EXERCISE INSTRUCTIONS
Retype each entry. Leave every word as it is.

BEGIN

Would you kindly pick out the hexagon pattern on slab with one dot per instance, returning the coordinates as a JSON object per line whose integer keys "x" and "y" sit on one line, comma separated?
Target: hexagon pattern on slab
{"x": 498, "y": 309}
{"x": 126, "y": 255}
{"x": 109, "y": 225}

END

RESPONSE AREA
Would you kindly pick out the hexagon pattern on slab with one dot per instance, returning the coordinates as a JSON object per line whose integer keys "x" and "y" sit on one line, comma separated?
Target: hexagon pattern on slab
{"x": 498, "y": 309}
{"x": 126, "y": 255}
{"x": 109, "y": 225}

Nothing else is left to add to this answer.